### SOURCE DOCUMENT
□ □ □ □ □

This Broadway gem is having its Australian professional premiere in Melbourne

The announcement that the Production Company would be closing next year after 21 years of musical production in this city took most of us by surprise; the company’s history may be uneven – while on average their output has been excellent, they’ve certainly had their fair share of disasters – but it has provided a vital platform for musical theatre in Melbourne. Their penultimate show (there will be a final production next year, as yet unannounced, before the lights go out forever) is Ragtime, a 1998 adaptation of EL Doctorow’s 1975 novel of the same name. In many ways, this production is a perfect distillation of the company’s strengths and weaknesses.

Ragtime is an ambitious, sprawling saga of life in New York (and New Jersey) in the first decade of the 20th century, as race tensions mount and hordes of new arrivals from Europe teem into the ports. The extraordinary opening number, ‘Ragtime’, establishes the three groups who will provide the raw materials of the story: the wealthy, and racially segregated, socialites of New Rochelle; the Jewish immigrants from the diaspora; and the Harlem musicians who are in thrall to a new musical form, Rag. It’s a new world pushing aggressively into the comfortable assumptions of the old, and the tectonic frictions will produce tragedies and triumphs for all.

The plot centres on Ragtime pianist Coalhouse Walker Jr (Kurt Kansley) and his love Sarah (Chloé Zuel), who have a baby out of wedlock, and are taken in by the wealthy white matriarch simply known as Mother (Georgina Hopson). Father (Adam Murphy) is away on business, a self-satisfied racist who is appalled on his return to find a black woman and her child living in the family home. A third plot strand involves Jewish immigrant Tateh (Alexander Lewis), who slips instantly into working poverty but who has untapped talents he’s yet to discover. As in all good musicals, these characters’ lives will intersect and impact on each other in profound ways.

It’s hugely ambitious, because it aims to elucidate nothing less than the spirit of a nation. It mixes these fictional characters with figures from history, including Harry Houdini (Louis Lucente), JP Morgan (Anton Berezin), Henry Ford (John O’May) and Booker T Washington (Joti Gore). And it deals with some massive social issues, from the exploitation of the worker to the rise of sectarianism and racial violence. Stephen Flaherty’s sublime score is richly historical and sweepingly emotive, and Lynn Ahrens’ lyrics are wonderfully sophisticated, simultaneously direct and complex.

□ □ □ □ □

### DATA LISTING

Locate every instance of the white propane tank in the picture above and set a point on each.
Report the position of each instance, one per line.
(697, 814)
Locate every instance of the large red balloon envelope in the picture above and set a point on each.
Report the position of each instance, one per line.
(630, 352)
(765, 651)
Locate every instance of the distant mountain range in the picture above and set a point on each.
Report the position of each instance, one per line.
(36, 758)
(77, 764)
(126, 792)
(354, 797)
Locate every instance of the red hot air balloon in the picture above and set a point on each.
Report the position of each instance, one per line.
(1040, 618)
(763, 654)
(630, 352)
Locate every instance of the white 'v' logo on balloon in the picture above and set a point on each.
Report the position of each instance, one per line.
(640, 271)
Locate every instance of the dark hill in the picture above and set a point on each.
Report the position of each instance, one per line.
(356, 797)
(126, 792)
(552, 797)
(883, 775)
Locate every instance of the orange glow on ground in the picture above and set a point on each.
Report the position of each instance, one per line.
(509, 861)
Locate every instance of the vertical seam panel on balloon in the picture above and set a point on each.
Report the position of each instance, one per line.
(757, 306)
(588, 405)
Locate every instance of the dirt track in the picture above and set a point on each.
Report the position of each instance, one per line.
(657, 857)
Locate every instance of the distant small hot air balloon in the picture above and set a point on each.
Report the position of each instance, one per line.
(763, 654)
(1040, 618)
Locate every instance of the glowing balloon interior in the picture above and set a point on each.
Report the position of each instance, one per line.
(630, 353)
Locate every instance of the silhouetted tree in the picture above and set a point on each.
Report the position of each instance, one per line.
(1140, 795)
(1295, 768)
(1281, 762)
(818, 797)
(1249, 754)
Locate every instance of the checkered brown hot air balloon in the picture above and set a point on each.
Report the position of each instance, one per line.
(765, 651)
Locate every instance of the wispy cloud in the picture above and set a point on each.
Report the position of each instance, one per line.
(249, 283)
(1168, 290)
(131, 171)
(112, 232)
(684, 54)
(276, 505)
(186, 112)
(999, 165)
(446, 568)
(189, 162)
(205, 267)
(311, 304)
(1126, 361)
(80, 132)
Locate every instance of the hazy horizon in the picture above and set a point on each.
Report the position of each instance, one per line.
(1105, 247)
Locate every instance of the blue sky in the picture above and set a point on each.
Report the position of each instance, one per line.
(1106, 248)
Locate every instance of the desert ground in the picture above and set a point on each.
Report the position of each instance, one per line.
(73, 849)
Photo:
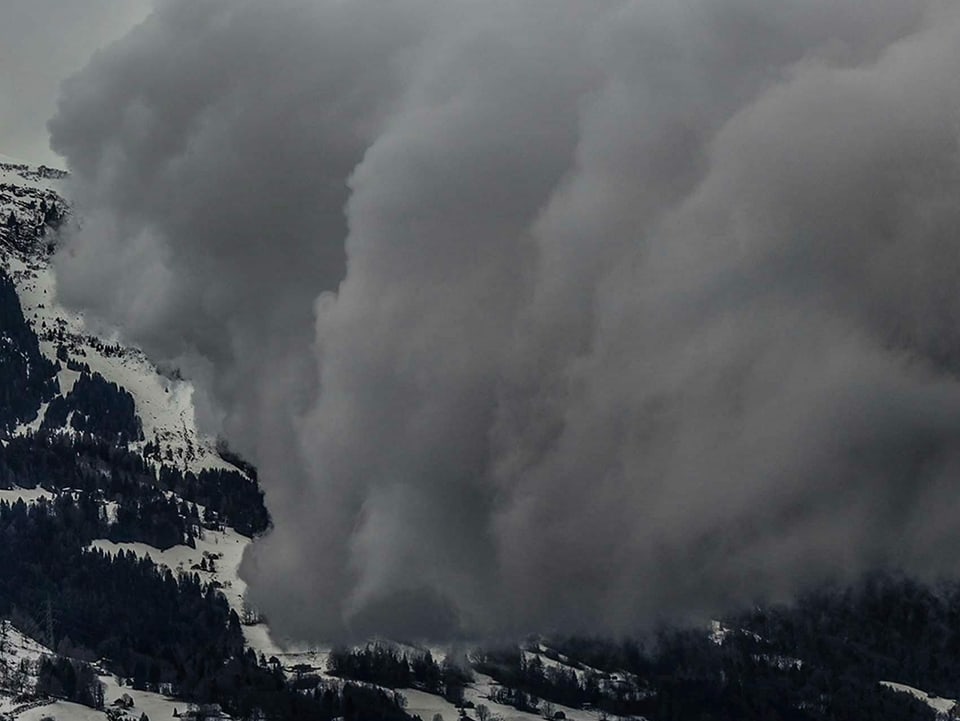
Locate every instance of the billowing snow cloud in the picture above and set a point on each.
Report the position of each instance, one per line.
(546, 314)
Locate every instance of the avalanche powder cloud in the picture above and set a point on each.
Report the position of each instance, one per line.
(544, 315)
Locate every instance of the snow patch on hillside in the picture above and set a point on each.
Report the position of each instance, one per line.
(943, 706)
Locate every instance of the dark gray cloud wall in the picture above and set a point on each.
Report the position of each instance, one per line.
(543, 315)
(41, 41)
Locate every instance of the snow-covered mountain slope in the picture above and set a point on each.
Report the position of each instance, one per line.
(19, 661)
(942, 706)
(32, 196)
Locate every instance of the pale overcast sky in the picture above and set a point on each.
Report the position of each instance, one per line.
(42, 42)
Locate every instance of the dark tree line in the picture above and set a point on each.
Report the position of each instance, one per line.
(145, 623)
(97, 406)
(86, 462)
(388, 667)
(27, 377)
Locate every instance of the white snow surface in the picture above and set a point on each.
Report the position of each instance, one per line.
(943, 706)
(19, 647)
(164, 404)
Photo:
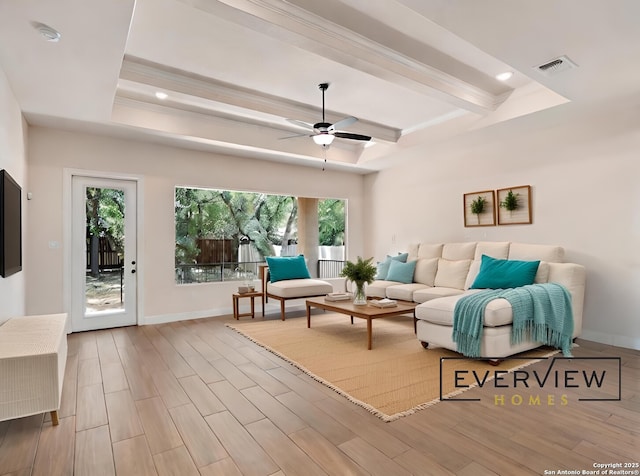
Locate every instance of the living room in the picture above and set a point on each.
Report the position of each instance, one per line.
(580, 159)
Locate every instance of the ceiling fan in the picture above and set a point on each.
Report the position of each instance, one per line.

□ □ □ □ □

### PROBLEMS TO WORK ON
• 1. Translate this sentence from the Ragtime review into French: "As in all good musicals, these characters’ lives will intersect and impact on each other in profound ways."
• 2. Answer these questions from the Ragtime review:
(a) For how many years has the Production Company been putting on musicals in Melbourne?
(b) In what year was the novel that Ragtime is based on published?
(c) Who plays the character called Mother?
• 3. Name every real historical figure that the Ragtime review says appears as a character in the show.

### OUTPUTS
• 1. Comme dans toutes les bonnes comédies musicales, les vies de ces personnages vont se croiser et s’influencer mutuellement de manière profonde.

• 2.
(a) 21 years
(b) 1975
(c) Georgina Hopson

• 3. Harry Houdini, JP Morgan, Henry Ford, Booker T Washington